## Task requirements
Could you retype every line of the data underneath without altering anything?
━━ The data
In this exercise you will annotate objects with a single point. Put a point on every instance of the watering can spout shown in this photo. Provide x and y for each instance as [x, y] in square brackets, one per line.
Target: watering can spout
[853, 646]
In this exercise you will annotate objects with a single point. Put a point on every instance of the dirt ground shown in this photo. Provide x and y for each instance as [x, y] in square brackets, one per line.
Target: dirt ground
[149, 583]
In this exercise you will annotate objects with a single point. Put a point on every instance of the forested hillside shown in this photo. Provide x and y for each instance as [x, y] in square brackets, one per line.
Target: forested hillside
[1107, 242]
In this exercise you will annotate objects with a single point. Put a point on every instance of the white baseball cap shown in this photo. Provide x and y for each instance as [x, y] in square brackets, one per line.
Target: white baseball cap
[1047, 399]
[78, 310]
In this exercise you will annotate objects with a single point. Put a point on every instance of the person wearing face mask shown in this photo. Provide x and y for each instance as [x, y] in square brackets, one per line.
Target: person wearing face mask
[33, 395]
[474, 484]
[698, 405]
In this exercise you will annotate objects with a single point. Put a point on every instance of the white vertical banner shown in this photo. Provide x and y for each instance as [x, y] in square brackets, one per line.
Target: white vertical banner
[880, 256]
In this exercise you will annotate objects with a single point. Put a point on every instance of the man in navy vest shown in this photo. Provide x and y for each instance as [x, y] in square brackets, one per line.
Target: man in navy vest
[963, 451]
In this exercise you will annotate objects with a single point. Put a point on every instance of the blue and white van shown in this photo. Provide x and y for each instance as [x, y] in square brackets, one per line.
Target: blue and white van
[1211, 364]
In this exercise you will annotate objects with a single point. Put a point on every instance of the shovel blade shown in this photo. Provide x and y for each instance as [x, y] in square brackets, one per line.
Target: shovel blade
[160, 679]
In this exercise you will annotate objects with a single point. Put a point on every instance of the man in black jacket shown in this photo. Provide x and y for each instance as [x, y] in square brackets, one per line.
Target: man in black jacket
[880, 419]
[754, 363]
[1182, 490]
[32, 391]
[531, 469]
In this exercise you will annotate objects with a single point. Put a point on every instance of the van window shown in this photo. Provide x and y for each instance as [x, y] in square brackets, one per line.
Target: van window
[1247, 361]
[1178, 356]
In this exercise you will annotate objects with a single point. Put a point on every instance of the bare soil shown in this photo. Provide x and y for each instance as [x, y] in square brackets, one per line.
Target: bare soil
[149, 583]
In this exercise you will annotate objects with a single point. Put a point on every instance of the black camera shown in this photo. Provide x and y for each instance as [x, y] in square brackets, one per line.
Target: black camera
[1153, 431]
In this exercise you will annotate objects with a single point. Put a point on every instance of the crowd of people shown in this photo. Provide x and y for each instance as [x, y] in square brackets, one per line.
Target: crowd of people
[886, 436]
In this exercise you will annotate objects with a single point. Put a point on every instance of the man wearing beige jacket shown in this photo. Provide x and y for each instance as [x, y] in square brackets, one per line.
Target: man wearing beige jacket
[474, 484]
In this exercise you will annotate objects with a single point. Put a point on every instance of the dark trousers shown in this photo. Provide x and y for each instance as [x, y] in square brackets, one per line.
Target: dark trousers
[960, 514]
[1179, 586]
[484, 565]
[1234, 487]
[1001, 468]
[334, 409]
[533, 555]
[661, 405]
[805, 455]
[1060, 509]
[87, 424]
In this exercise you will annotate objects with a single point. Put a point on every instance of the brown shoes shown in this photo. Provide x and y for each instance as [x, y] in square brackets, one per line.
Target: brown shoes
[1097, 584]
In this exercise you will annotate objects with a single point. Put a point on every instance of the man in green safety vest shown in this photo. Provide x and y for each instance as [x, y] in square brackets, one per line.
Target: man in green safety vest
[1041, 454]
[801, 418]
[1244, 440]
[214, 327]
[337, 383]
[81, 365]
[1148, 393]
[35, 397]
━━━━
## Response to the task
In this exercise you will annotate objects with a single point. Put a point on every instance of the watering can spout shown in this photo. Provide x and y for each instance as [x, y] in square brackets, one per line.
Target: watering can spout
[853, 646]
In this exercise you will annotate objects with a single point. Put a point on every instance of the dirt ground shown in this photo. Provide x and y for each instance as [x, y] in square brackets, one per line.
Target: dirt ground
[149, 583]
In this exercise you will annotate objects with a single point. Put a point on every instance of the forested hillside shown in this photo. Provide x and y for each instance as [x, y] in square brackets, one per line.
Target: forested hillside
[1107, 242]
In this exercise you will annotate objects with a single point. Put a point on every instance of the white baseball cap shown in this photo. Provide x and y for each instance as [x, y] in square brackets, one per line.
Target: white baseball cap
[1047, 399]
[78, 310]
In this exercise you will annotate objects with a single point. Put a point on every instance of the person wearing face mask shown in this photo. Provide x and y for each instance as [x, y] in square brackets, one per line.
Target: person wearing face mask
[33, 395]
[474, 484]
[698, 405]
In this exercise you will annotate objects with a single point. Put a point on every instance of the white vertical banner shown in this photo. Provide x and y for each instance as [x, y] in square brackets, one per line.
Target: white vertical banner
[880, 256]
In this exercise you will annotate objects with a single point. Put a point on every instance of the man in navy vest shown in this photo. Provide x and y for each instance as [x, y] in square brackets, one per line.
Target: man in navy vest
[963, 451]
In this exercise you will annotate objects with a single point. Put a point on every instance of the blue and white van shown in this photo. Provide x and y for each instance as [x, y] in square brackets, one per line.
Target: blue and white van
[1211, 364]
In this exercise you will annotate objects with a single point. Put a point on every instance of the shovel blade shown in this photo. Provide x and y for each instance as [x, y] in square brackets, one per line.
Target: shovel blade
[160, 679]
In this exercise you will annotate objects with a single point. Put a point on every instance of the man in black jacket shown in this photo. Provide x and y for each instance as [x, y] in square brackets, one per line.
Target: man in black jacket
[880, 419]
[754, 363]
[1182, 490]
[32, 391]
[531, 469]
In this exercise you will annotate objects with a single point. Put a point on every instance of the van window shown in this photo. Provide x and y for each instance as [x, y] in square brackets, one per line.
Target: van window
[1247, 361]
[1178, 356]
In this exercise you will annotate objects with a single point. Put a point on every instance of the bare soil shown in this photo. Provide x and y for each instance as [x, y] in square brackets, one per line.
Target: bare soil
[149, 583]
In this exercise you will annotate objects with a single point. Put a point on every instance of the black camera shown in this photo. Provide x and y for each instance as [x, y] in square brackets, one per line.
Target: black camera
[1153, 431]
In this exercise you will annotate objects with a single point. Put a point on every instance of the crowd of people shown in this photo. Provide x and y for each instance as [x, y] in square brackets, one per line.
Target: crowd of people
[886, 436]
In this exercise you will annotate objects with a single point. Put a point on every instance of the man wearing beige jacket shown in this photo. Provide x and y for each instance as [x, y] in square brackets, one per line.
Target: man wearing beige jacket
[474, 484]
In this exercise you will annotate objects with a single point. Put a point on every instance of the dark trousers shown in this photo. Provide x and y for each instance as [x, y] in square brackets, one per line.
Target: dark trousers
[960, 514]
[1179, 586]
[484, 565]
[1234, 487]
[1001, 468]
[334, 409]
[533, 555]
[661, 405]
[805, 455]
[1060, 509]
[87, 424]
In this exercise you will annotate objects with a single point. Put a point on every instance of the brown shoes shown in this photo. Provide x and y for each instance as [x, y] in square brackets, one per line.
Target: brown shoes
[1097, 584]
In this exercise you will annotate objects with a single point. Put a point on every instance of the man in green safety vest shown in this photo. Provide x and y for each instance as [x, y] in square brackets, one per line.
Target: man in green safety vest
[1041, 454]
[801, 418]
[1244, 440]
[214, 327]
[337, 383]
[81, 365]
[1148, 393]
[35, 397]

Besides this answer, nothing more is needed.